TUGAS A:
Jawab pertanyaan berikut berdasarkan artikel tentang ABK:
(i) Sudah berapa lama gaji Boy belum diberikan?
(ii) Kira-kira berapa laporan ABK yang masuk ke SBMI Cabang Tegal?
(iii) Siapa nama Sekretaris SBMI Tegal?
TUGAS B: Sebutkan semua nama orang yang tercantum dalam artikel tentang ABK.
TUGAS C: Sunting bagian artikel tentang ABK antara "Dalam hal ini, Boy" dan "ABK kepada keluarga.", inklusif, dengan mengganti "kekerasan" menjadi "penganiayaan".

Budi Arista Romadhoni
Jum'at, 21 Januari 2022 | 10:26 WIB
Ketika SBMI dan Greenpeace melakukan aksi di depan Kantor Gubernur Jateng. [suara.com/Dafi Yusuf]

Di kapal yang kedua, dia mengalami permasalahan yang berbeda. Perusahaan kapal itu belum memberikan gaji kepada Boy selama beberapa bulan.

Sampai saat ini Boy masih memperjuangkan upahnya yang belum diberikan oleh perusahaan. Dia tak akan menyerah, apa yang menjadi haknya akan terus dia tagih.

"Sudah enam bulan gaji saya juga belum diberikan," katanya.

Dalam hal ini, Boy tak sendirian. Terdapat sekitar 150 laporan ABK yang sudah melapor ke Serikat Buruh Migran Indonsia (SBMI) Cabang Tegal. Pandemi Covid-19, disinyalir turut mempengaruhi perbudakan yang dialami oleh ABK.

Sekretaris SBMI Tegal, Erni membenarkan jika sudah ada ratusan ABK yang melapor ke SBMI. Laporan dari ABK juga bermacam-macam, mulai dari kekerasan hingga tak sampainya gaji ABK kepada keluarga.

"Jadi kalau ABK itu gajinya dibagi dua, ada yang dikasih di kapal dan ada  juga yang dikasih atau ditransfer kepada keluarga," jelasnya.

CUPLIKAN DATA:
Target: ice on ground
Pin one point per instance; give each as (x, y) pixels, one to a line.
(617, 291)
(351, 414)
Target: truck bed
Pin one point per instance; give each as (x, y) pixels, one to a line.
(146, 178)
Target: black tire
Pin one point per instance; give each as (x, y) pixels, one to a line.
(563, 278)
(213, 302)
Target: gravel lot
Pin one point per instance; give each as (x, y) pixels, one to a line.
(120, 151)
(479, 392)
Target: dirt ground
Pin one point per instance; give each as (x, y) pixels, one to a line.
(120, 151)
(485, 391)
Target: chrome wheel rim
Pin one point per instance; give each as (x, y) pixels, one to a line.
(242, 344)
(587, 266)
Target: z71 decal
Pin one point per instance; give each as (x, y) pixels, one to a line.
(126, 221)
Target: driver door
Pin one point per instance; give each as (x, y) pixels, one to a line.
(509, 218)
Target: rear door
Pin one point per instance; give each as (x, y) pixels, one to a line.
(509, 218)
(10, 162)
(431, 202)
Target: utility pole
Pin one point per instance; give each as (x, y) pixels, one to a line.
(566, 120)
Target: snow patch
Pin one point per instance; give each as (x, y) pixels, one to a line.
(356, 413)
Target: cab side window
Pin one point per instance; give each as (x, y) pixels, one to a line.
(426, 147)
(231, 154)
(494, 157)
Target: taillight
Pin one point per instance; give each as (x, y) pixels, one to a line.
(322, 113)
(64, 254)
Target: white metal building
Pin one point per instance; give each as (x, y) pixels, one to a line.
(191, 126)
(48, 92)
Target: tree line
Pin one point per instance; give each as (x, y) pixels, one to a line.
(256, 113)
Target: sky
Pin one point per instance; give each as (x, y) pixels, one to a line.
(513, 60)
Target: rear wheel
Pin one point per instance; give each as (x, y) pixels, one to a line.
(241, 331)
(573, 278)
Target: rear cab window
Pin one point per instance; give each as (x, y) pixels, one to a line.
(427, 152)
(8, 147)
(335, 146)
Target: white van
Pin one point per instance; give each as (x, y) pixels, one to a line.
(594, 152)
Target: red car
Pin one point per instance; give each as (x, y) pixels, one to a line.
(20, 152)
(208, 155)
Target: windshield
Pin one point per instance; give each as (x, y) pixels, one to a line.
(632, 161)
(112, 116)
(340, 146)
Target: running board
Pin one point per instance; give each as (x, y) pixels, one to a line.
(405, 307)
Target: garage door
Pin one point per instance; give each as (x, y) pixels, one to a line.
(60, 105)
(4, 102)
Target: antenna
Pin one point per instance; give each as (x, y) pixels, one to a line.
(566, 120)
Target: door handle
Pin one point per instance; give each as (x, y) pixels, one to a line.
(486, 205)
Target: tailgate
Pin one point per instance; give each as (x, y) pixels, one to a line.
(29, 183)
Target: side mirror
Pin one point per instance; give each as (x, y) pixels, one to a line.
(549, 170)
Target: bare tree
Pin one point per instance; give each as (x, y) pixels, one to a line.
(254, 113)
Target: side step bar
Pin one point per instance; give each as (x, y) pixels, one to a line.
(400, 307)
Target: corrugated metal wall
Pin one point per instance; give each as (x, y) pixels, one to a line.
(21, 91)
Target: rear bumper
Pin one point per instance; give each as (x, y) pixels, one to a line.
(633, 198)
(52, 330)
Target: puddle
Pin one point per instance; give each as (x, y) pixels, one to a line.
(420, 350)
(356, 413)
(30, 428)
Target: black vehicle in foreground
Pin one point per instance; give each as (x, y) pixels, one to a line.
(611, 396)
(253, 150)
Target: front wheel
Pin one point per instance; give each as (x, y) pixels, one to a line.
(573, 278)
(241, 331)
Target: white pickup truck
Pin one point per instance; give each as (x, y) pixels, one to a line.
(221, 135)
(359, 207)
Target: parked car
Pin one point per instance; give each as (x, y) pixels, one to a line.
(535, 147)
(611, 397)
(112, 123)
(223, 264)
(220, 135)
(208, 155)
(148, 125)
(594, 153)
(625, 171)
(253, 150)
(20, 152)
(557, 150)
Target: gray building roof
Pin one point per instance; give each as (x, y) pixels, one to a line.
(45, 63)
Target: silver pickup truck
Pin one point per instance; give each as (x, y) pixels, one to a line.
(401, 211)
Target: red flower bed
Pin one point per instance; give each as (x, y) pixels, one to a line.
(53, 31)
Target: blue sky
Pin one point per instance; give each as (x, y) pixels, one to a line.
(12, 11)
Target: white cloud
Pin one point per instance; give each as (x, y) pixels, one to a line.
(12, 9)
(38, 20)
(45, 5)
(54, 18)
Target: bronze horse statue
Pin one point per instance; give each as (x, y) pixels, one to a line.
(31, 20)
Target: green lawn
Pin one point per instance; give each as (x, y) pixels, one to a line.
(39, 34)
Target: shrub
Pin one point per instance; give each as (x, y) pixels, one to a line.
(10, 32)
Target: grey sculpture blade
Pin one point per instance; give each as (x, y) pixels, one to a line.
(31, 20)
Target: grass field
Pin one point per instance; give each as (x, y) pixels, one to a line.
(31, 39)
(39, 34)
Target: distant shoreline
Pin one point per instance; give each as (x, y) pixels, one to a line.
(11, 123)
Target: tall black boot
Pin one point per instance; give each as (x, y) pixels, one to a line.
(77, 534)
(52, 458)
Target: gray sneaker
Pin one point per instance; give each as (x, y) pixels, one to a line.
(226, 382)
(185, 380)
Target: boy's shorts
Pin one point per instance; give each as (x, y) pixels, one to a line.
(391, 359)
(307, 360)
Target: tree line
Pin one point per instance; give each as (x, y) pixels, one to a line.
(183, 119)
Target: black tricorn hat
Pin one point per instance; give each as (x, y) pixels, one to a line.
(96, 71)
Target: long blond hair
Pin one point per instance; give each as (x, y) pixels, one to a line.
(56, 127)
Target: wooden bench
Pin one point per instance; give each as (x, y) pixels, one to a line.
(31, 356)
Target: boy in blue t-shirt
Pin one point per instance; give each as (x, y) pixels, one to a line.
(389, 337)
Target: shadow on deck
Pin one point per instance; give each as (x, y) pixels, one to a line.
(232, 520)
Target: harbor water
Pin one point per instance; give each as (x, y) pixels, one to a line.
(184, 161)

JAWABAN A:
(i) Enam bulan.
(ii) Sekitar 150 laporan.
(iii) Erni.

JAWABAN B: Budi Arista Romadhoni, Dafi Yusuf, Boy, Erni

JAWABAN C:
Dalam hal ini, Boy tak sendirian. Terdapat sekitar 150 laporan ABK yang sudah melapor ke Serikat Buruh Migran Indonsia (SBMI) Cabang Tegal. Pandemi Covid-19, disinyalir turut mempengaruhi perbudakan yang dialami oleh ABK.

Sekretaris SBMI Tegal, Erni membenarkan jika sudah ada ratusan ABK yang melapor ke SBMI. Laporan dari ABK juga bermacam-macam, mulai dari penganiayaan hingga tak sampainya gaji ABK kepada keluarga.